Required work: Every line of the material is to be set down again without any change.

Material provided:

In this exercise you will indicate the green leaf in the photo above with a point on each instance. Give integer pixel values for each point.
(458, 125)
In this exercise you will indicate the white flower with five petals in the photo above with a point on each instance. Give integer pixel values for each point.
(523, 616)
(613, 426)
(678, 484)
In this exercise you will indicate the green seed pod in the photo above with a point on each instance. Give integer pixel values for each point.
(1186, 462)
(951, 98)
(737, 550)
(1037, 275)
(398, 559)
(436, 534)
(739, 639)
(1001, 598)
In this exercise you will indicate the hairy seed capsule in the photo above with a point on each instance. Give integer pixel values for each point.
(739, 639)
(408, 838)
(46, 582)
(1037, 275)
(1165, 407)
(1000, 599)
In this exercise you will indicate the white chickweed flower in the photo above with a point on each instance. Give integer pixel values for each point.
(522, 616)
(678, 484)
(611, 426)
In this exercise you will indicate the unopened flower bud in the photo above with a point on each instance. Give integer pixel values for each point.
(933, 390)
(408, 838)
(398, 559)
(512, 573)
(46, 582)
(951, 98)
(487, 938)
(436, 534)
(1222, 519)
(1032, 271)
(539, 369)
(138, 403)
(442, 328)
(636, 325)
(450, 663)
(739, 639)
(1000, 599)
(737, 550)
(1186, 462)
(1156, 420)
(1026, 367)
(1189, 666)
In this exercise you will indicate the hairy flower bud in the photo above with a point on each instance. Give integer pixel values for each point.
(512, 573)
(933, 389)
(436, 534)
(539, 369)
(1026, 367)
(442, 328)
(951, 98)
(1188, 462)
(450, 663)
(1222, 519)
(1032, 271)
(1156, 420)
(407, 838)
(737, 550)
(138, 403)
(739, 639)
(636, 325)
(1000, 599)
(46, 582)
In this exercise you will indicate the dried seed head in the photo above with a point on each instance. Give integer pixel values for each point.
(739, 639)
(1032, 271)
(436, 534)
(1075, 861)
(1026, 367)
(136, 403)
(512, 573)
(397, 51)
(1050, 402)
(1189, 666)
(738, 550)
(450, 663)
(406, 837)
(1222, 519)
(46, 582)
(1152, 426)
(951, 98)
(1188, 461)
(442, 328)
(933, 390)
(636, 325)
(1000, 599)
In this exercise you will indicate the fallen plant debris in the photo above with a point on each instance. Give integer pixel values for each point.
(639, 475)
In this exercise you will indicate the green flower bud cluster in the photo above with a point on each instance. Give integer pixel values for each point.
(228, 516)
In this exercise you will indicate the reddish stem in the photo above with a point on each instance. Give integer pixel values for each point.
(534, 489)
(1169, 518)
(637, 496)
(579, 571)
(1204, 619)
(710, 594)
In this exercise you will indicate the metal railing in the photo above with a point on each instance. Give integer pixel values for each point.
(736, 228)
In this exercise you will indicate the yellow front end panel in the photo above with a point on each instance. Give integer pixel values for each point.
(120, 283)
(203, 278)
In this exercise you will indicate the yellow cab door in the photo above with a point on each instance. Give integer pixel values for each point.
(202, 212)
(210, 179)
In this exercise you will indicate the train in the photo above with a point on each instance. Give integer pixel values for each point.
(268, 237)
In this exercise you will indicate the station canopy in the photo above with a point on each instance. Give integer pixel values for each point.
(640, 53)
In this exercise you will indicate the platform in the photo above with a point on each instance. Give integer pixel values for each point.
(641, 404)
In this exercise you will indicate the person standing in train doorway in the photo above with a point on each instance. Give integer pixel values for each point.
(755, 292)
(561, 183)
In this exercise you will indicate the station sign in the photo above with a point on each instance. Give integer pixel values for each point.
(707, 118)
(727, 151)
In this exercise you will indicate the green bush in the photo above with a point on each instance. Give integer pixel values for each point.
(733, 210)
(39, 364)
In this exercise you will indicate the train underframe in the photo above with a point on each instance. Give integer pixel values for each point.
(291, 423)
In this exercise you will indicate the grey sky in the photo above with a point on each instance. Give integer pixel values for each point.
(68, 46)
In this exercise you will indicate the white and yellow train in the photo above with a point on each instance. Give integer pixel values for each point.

Task result:
In this exercise you will indicate the green leaf in the photo above with a point on each instance. Give integer pixel values for each point.
(458, 125)
In this exercise you will indicate the white flower with five petals in the photo above with a point on each instance. Give integer pixel values for each point.
(523, 616)
(613, 426)
(678, 484)
In this exercise you will indicate the green seed pod in the photo above with a point on each instance. Give integer pixel values for each point.
(1186, 462)
(951, 98)
(737, 550)
(1037, 275)
(398, 559)
(436, 534)
(739, 639)
(1001, 598)
In this exercise you will indicate the hairy seed capsule in the photo above with a point on each instance. Give integer pixel values for each point.
(739, 639)
(408, 838)
(46, 582)
(1037, 275)
(1165, 407)
(1000, 599)
In this exercise you will indicate the white chickweed flower in the photo above with a point on each instance. Give integer pixel values for each point.
(522, 616)
(678, 484)
(611, 426)
In this exercise you will indicate the unopened flower bud in the photo above with a point on each instance. Give integer pixel values for each point.
(933, 390)
(408, 838)
(398, 559)
(512, 573)
(46, 582)
(951, 98)
(487, 938)
(436, 534)
(1222, 519)
(1032, 271)
(539, 369)
(138, 403)
(442, 328)
(636, 325)
(450, 663)
(739, 639)
(1000, 599)
(737, 550)
(1186, 462)
(1156, 420)
(1026, 367)
(1189, 666)
In this exercise you will indicate the hairy flower bud in the photo above with a point on each instance. Give integer pixel values for each point.
(512, 573)
(933, 389)
(436, 534)
(539, 369)
(1026, 367)
(442, 328)
(951, 98)
(1188, 462)
(450, 663)
(1222, 519)
(1032, 271)
(1156, 420)
(407, 838)
(737, 550)
(138, 403)
(739, 639)
(636, 325)
(1000, 599)
(46, 582)
In this exercise you will indicate the dried seed head in the photo above with a point on each instance. Give integer pixel values for each point.
(739, 639)
(1032, 271)
(436, 534)
(1075, 861)
(1026, 367)
(136, 403)
(512, 573)
(397, 51)
(1050, 402)
(1189, 666)
(738, 550)
(450, 663)
(406, 837)
(1222, 519)
(46, 582)
(1152, 426)
(951, 98)
(1188, 461)
(442, 328)
(933, 390)
(636, 325)
(1000, 599)
In this exercise you will indicate the fallen plant debris in the photo above with a point on each instance. Give integer pixel values for each point.
(639, 475)
In this exercise you will indicate the green flower bud cluster in the photo above with a point on each instance. Give integer pixel values for each point.
(228, 516)
In this exercise you will indicate the reddish stem in the photo above with a point on each instance. Give integer pixel values for each point.
(534, 489)
(1169, 518)
(637, 496)
(579, 571)
(1204, 619)
(710, 594)
In this exercise you will indicate the metal railing in the photo above with a point on each instance. Give integer pixel values for each point.
(736, 228)
In this exercise you will indicate the yellow front end panel in the photo above with a point on each instance. Give integer pixel values for each point.
(120, 283)
(203, 278)
In this exercise you will indicate the yellow cab door in the photo above with a point on each instance. Give integer pixel values for each point.
(202, 212)
(210, 179)
In this exercise you will indicate the train in the photo above with a point on each instance. Give integer pixel values for each point.
(268, 237)
In this exercise you will indicate the station canopy in the photo above with a point on each instance. Give integer pixel values for each point.
(640, 53)
In this exercise you will indicate the platform in the photo above with a point on each instance. Give integer pixel values for each point.
(641, 404)
In this exercise you will indicate the person standing in train doorway in the photo above with a point on each instance. Give integer pixel values for each point.
(755, 292)
(561, 183)
In this exercise you will indicate the station sign in the photo above with a point on each instance. Give integer pixel values for each point.
(707, 118)
(727, 151)
In this exercise you will indicate the green bush in the photo above with a point on each instance. Give integer pixel values for each point.
(733, 210)
(39, 364)
In this exercise you will indicate the train underframe in the photo above with a point on each instance. Give integer pixel values for each point.
(291, 423)
In this exercise you will indicate the grey sky in the photo above with a point on each instance. Give integer pixel values for each point.
(68, 46)
In this exercise you will indicate the white and yellow train in the photo above with a point on each instance. Give integer pixel values for each point.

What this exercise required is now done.